Source text:
Years ago I got back from a 2 month field job, wrote my trip report, and sent it to our shop typist/secretary. I then just gave it to my boss. The next day he brought it into my office and it looked like a term paper with red pencil "spelling", "restructure", "needs clarification", etc notes all over it. It was not a deliverable paper, but just for in-house future work. I wrote across the top in caps "SEND TO THE TECH WRITER SHOP INSTEAD OF ENGINEERING. THEY ARE MUCH LESS EXPENSIVE TO USE" and brought it into his office 5 minutes later, dropping it on his desk. I never saw the paper again. I think he just filed it.
Moral of story: Don't let English majors design electronic circuits (or manage engineers). You can't win in a battle of wits if you are half prepared. - Dilbert (paraphrased).
One of my first jobs I was tasked to build and debug a complex high voltage TWT switching power supply. The voltages I was working with were +20kV to -20kV and some supplies were as much as 2kW, more than enough to kill you. I asked my boss what safety proceedures were in place and he told me, "Don't die." (this was a very small company) As cautious as I was I would recieve mild to moderate shocks most days. To help prevent the moderate shocks, a technician and I developed the 'wand of power', basically a long plastic stick with a ground wire attached to the end, and used it to pre drain the capacitors before working on a board. This job was hair raising, electrifying and definately memorable!
In my early teens someone gave me a spark coil from a Model-T Ford. This device contains a transformer and mechanical vibrator in an elegant wooden box with dovetailed joints. The vibrator chops the incoming 6 volts DC. The resultant square wave feeds a step-up transformer to produce about 10KV.
I decided to make a Jacob's Ladder by attaching two bare wires configured in a V-shape to the high-voltage terminals. The trick to this is adjusting the spacing so that the arc will jump across the V-gap at the closest point. Localized heating of the air causes the arc to be blown upward across the widening gap.
After three or four power off-on tries at getting the spacing right and having it too far (no arc) or too close (insufficient heating). I decided to try moving the wires while it was on. Had I picked up a plastic-handled screwdriver from the bench, all would have been fine, but none was at hand. Instead I picked up a plastic-handled hunting knife which was on thw workbench, without noticing the rivets which passed through the plastic handles and blade.
When I touched the hot electrode and received the shock, my arm jerked upward over my head and I released the knife. It flew the 20' length of the workshop and stuck (Jim Bowie style) in a wooden bookcase at the end of the room. I couldn't have thrown it better had I tried.
It was a good thing I was working alone at the time.
That reminds me of my high school physics teacher. He brought in a Jacobs Ladder and had it working on the table while he talked. While explaining things he took a metal ballpoint pen and suavely touched the spark in the middle. By my calculations, if the transformer driving it was putting out 20kV the middle of the spark was 10kV. He got sick leave for three days after it knocked him very painfully backwards into the chalk board.

Dataset extract:
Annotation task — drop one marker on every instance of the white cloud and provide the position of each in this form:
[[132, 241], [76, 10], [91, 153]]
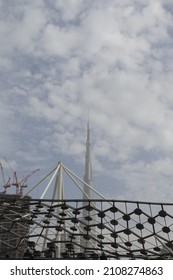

Tasks to complete:
1/ In the workplace and high-voltage stories, what tool did the writer and a technician build to pre-drain capacitors, and what was it made of?
2/ Write the next passage of the workplace and high-voltage stories, picking up after their final sentence.

Answer set:
1/ The "wand of power," a long plastic stick with a ground wire attached to the end.

2/
I use copper beryllium flat spring material as a spring set to move lenses. I have to cut it to length then drill holes in the corners in a fixture I made. While holding the fixture and drilling with a high speed Dremel tool the drill bit went through multiple layers of copper beryllium and through my left index finger. Then the drill bit came out of the Dremel. I stood there with a drill bit through my finger and my finger nail with equal amounts of drill bit on either side.
I drove myself to the hospital emergency room and held up my finger and told them, "I think I have a problem." They took me into a room and the Dr. just unscrewed the drill. I could have done that!
But for the next week I was pulling out little curlicues of spring material out of my finger. My finger should have been X-rayed, and I should have kept my finger away from the business end of a drill!
Warren wrote: While explaining things he took a metal ballpoint pen and suavely touched the spark in the middle.
Interesting that he had the electrodes exposed. I've built several Jacob's Ladders over the years, usually from discarded 10KV neon sign transformers. They work best if they are in an enclosure vented at the bottom, since they rely on convection airflow to move the arc up from the bottom of the V to where there's really an impressive width.
I've demonstrated this principle by standing above the enclosure and blowing down to hold the arc at an arbitrary spot.
A Jacob's Ladder without an enclosure would only work well if the air was very still.
Model-T spark coils could, under the right conditions of condensing humidity, energize the dashboard metal each time the #1 cylinder fired. This made for some very entertaining driving. While in the military, we had HF transmitters of various output power all going through one antenna patch panel. Connecting a 10KW transmitter to a whip-antenna with a 1KW tuning coil at its base usually caused the whip antenna to launch at fairly significant velocity. It also occasionally caused the transmitter power-supply to crow-bar and scare the heck out of anyone standing nearby.
In the early years of my engineering career, I was charged w/ the design of several high power rf (tube) amplifiers. More than once did I smell the unique odor of "rf-cured bacon" extending from my hands. After a while, I played it more safely, using an NE-51H neon bulb securely taped to the end of a plastic wand about 3 feet long. Much safer tool to investigate "hot spots" on the chassis.
Specific incidents? Too numerous to mention & too long ago to account accurately.
I watched a young man, a new hire, operate a drill press for his first job at my plant. He claimed to be experienced, and after turning on the drill and pulling on the feed lever, nothing was happening. After about half a minute, he let the drill bit retract and was somewhat a little confused and amazed that the end of the drill was a bright red color. Before I could say anything, he quickly touched the end of the bit with his thumb and index finger. The smoke that came off was definately not cutting oil evaporating. I explained that in any metal removing operation, if the tool is not advancing and no chips are being produced, you are definately not cutting. When he asked why this drill did not cut, I asked him if he turned the switch to FWD or REV.
In the 1990's in Telecom, before LiIon batteries became the normal standard, NiCad and NiMetal Hydride cylindrical batteries were the cell-phone industry's power-source of choice. These cylindrical cells, just like Lead-Acid Duracells, were only 1.5V nominal, so typically, three were used to engineer a "cell pack" with a safety circuit.
The battery department design engineers would routinely measure length of these cells using a metal Vernier caliper. Guess what happens when you measure across (+) and (-) of a battery cylinder with a metal caliper-?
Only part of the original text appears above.